> TO DO: Carry none of the pictures over; write out the complete data exactly.
** Start DATASET EXTRACT **
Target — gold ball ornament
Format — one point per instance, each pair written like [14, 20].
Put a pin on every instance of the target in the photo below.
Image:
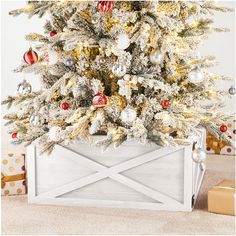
[117, 101]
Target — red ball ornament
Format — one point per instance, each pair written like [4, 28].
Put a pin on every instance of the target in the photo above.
[14, 135]
[165, 104]
[65, 105]
[30, 57]
[100, 100]
[223, 128]
[105, 6]
[52, 33]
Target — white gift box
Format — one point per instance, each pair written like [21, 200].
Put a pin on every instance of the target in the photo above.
[130, 176]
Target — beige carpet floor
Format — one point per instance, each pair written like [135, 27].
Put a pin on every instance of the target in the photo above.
[20, 218]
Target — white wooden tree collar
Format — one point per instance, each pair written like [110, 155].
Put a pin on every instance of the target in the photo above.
[136, 168]
[113, 173]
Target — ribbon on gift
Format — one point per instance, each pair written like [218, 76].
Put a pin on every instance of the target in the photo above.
[11, 178]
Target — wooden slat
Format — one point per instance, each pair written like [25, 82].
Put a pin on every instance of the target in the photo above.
[159, 197]
[106, 172]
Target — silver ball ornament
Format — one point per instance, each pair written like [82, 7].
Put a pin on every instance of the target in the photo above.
[54, 133]
[51, 57]
[119, 70]
[199, 155]
[232, 90]
[35, 119]
[128, 115]
[69, 62]
[196, 76]
[122, 41]
[156, 57]
[24, 88]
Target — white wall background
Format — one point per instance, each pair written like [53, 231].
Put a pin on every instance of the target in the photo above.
[13, 43]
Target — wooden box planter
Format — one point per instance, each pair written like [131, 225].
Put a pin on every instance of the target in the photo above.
[131, 176]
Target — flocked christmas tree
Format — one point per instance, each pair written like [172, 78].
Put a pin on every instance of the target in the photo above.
[128, 69]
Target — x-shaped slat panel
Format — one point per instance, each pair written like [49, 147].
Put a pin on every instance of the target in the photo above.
[114, 173]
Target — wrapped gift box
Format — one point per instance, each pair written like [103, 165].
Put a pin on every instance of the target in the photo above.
[215, 146]
[13, 174]
[221, 198]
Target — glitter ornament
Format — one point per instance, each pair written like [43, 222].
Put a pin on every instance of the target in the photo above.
[156, 57]
[195, 76]
[198, 155]
[54, 133]
[128, 115]
[232, 90]
[65, 106]
[165, 104]
[119, 70]
[122, 41]
[30, 57]
[117, 101]
[35, 119]
[102, 60]
[24, 88]
[53, 33]
[51, 57]
[105, 6]
[14, 135]
[99, 100]
[223, 128]
[69, 62]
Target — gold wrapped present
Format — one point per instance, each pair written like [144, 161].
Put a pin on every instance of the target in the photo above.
[13, 174]
[220, 147]
[221, 198]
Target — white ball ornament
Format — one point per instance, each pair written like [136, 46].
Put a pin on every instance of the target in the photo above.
[156, 57]
[196, 76]
[128, 115]
[122, 41]
[119, 70]
[51, 57]
[199, 155]
[55, 133]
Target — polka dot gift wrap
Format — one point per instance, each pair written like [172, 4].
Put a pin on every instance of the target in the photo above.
[215, 146]
[13, 174]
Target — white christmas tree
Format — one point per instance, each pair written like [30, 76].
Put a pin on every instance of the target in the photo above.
[127, 69]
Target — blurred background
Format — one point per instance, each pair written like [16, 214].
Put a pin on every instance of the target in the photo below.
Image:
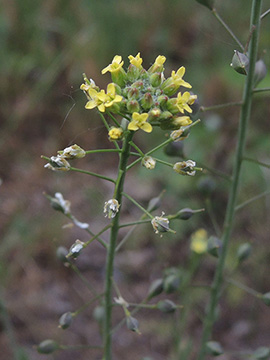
[45, 48]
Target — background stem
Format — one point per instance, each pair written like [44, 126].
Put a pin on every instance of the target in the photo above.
[230, 210]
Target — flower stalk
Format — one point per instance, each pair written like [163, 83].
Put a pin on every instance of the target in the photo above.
[230, 210]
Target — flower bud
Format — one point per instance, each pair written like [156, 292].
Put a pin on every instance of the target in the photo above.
[72, 152]
[61, 254]
[65, 320]
[154, 204]
[160, 224]
[155, 288]
[240, 62]
[133, 106]
[214, 246]
[148, 162]
[47, 346]
[185, 167]
[208, 3]
[266, 298]
[175, 149]
[262, 353]
[147, 101]
[76, 248]
[214, 348]
[166, 306]
[243, 252]
[133, 324]
[99, 313]
[115, 134]
[111, 208]
[260, 71]
[156, 79]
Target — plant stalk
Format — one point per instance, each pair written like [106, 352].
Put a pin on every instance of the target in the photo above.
[230, 210]
[119, 185]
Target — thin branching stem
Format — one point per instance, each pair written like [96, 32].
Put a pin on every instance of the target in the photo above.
[230, 210]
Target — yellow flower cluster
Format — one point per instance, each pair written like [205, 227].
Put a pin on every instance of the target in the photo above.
[143, 97]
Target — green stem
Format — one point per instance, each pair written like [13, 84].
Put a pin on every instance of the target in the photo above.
[230, 210]
[221, 21]
[111, 250]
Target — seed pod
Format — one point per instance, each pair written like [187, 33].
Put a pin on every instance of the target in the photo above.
[166, 306]
[214, 348]
[47, 346]
[208, 3]
[214, 246]
[262, 353]
[260, 71]
[61, 253]
[240, 63]
[243, 252]
[266, 298]
[155, 288]
[65, 320]
[133, 324]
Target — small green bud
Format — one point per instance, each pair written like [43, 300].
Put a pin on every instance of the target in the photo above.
[262, 353]
[155, 288]
[243, 252]
[214, 348]
[65, 320]
[47, 346]
[175, 149]
[208, 3]
[240, 63]
[166, 306]
[156, 79]
[154, 204]
[133, 324]
[61, 254]
[133, 106]
[99, 313]
[266, 298]
[260, 71]
[171, 283]
[147, 101]
[185, 214]
[214, 246]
** End DATASET EXTRACT **
> WRITTEN ANSWER:
Target — gold ball ornament
Format — one point per instance, each pair written like [14, 20].
Put a pin on every instance of the target in the photo below.
Image:
[117, 101]
Target — red ball ornament
Format — one point per instance, each pair written like [4, 28].
Put a pin on every instance of the target in the photo above.
[14, 135]
[165, 104]
[65, 105]
[30, 57]
[100, 100]
[223, 128]
[105, 6]
[52, 33]
Target — white gift box
Format — one point per instance, each pair written like [21, 200].
Put a pin on every instance of the target in the photo above.
[130, 176]
Target — beige carpet floor
Format — one point per instance, each pair written like [135, 27].
Put a pin on every instance of the target in the photo above.
[20, 218]
Target — white wooden tree collar
Format — one point per instance, each pair written like [110, 155].
Put a pin on every instance of the target in the photo above.
[136, 168]
[113, 173]
Target — ribbon on gift
Format — one point per instance, each pair written like [218, 76].
Put a pin on every instance of the target in the photo above.
[11, 178]
Target — wooden slat
Format — one point per instance, each pair written like [25, 82].
Put a pin on every instance of the target in the photo above.
[159, 197]
[106, 172]
Target — silver ball ornament
Format — one point per instance, each pair written like [82, 7].
Put a pin on every instance of the target in the photo above.
[54, 133]
[51, 57]
[119, 70]
[199, 155]
[232, 90]
[35, 119]
[128, 115]
[69, 62]
[196, 76]
[122, 41]
[156, 57]
[24, 88]
Target — white wall background
Format — one point per instance, each pair written like [53, 231].
Put a pin on every instance of the target in the photo above.
[13, 43]
Target — wooden box planter
Format — one point per instance, each pair written like [131, 225].
Put a pin on every instance of the target in the photo above.
[131, 176]
Target — flocked christmas tree
Format — one point per instance, each pair written like [172, 78].
Put a pin on every instance of the target in the photo above.
[128, 69]
Target — x-shaped slat panel
Format — one point per instance, each pair written like [49, 147].
Put a pin on every instance of the target in the photo above.
[114, 173]
Target — wrapped gift box
Format — one point per instance, each pair written like [103, 165].
Put a pin on every instance of the target in the photo above.
[215, 146]
[13, 174]
[221, 198]
Target — glitter ornament
Format — one point per instance, each pair written like [43, 222].
Put a pin on every instance of the target in the photo above.
[156, 57]
[195, 76]
[198, 155]
[54, 133]
[128, 115]
[232, 90]
[65, 106]
[165, 104]
[119, 70]
[122, 41]
[30, 57]
[117, 101]
[35, 119]
[102, 60]
[24, 88]
[53, 33]
[51, 57]
[105, 6]
[14, 135]
[99, 100]
[223, 128]
[69, 62]
Target — gold wrapped present
Format — one point per instance, each pair written like [144, 161].
Put a pin on every instance of the target in the photo above.
[13, 174]
[220, 147]
[221, 198]
Target — white ball ornament
Format — one point per instance, each pair written like [136, 46].
Put a pin on every instance of the target in the photo above.
[156, 57]
[196, 76]
[128, 115]
[122, 41]
[119, 70]
[51, 57]
[199, 155]
[55, 133]
Target — polka dot gift wrap
Format — one point per instance, each pair written like [172, 4].
Put a pin on every instance of the target in the photo above.
[215, 146]
[13, 174]
Target — white christmas tree
Format — one point per instance, each pair written like [30, 76].
Put a pin on every instance of the target in the photo above.
[127, 69]
Target — blurred background
Format — one point per instance, each pair written like [16, 214].
Put a pin on every instance of the target in the photo below.
Image:
[45, 48]
Target — background stem
Format — one point per instance, each pair written like [44, 126].
Put a pin on every instance of the target in the photo above.
[230, 210]
Target — flower stalk
Format — one point per instance, each pair written like [163, 83].
Put a pin on every instance of the target in the photo above.
[230, 210]
Target — flower bud
Format — one point per instance, each pair written like [156, 292].
Put a pin on every instance of the target in the photo above.
[72, 152]
[61, 254]
[65, 320]
[154, 204]
[160, 224]
[155, 288]
[240, 62]
[133, 106]
[214, 246]
[148, 162]
[47, 346]
[185, 167]
[208, 3]
[266, 298]
[175, 149]
[262, 353]
[147, 101]
[76, 248]
[214, 348]
[166, 306]
[243, 252]
[133, 324]
[99, 313]
[115, 134]
[111, 208]
[260, 71]
[156, 79]
Target — plant stalk
Format — one point per instance, each pair written like [106, 352].
Put a pin on every instance of the target in the photo above.
[230, 210]
[119, 185]
Target — thin branching stem
Format — one point per instance, each pair written like [96, 32].
Put a pin on every instance of the target in the photo above.
[230, 210]
Target — yellow flower cluster
Format — one point per instance, each pair written like [205, 227].
Put a pin on every instance of the target in the photo above.
[143, 97]
Target — green stem
Format — one point per instance, each pair written like [13, 84].
Put a pin on every instance of the target in the photo above.
[230, 210]
[221, 21]
[111, 250]
Target — seed pod
Format — one point per instance, each pair written like [187, 33].
Put a pin on every instance of the target in the photo above.
[166, 306]
[214, 348]
[47, 346]
[208, 3]
[214, 246]
[262, 353]
[260, 71]
[61, 253]
[240, 63]
[243, 252]
[266, 298]
[155, 288]
[65, 320]
[133, 324]
Target — small green bud
Format — one point per instance, each pair written like [43, 300].
Put a pin on every instance of the target in the photo above.
[262, 353]
[155, 288]
[243, 252]
[214, 348]
[65, 320]
[47, 346]
[175, 149]
[208, 3]
[240, 63]
[166, 306]
[156, 79]
[154, 204]
[133, 324]
[61, 254]
[133, 106]
[99, 313]
[266, 298]
[260, 71]
[171, 283]
[147, 101]
[185, 214]
[214, 246]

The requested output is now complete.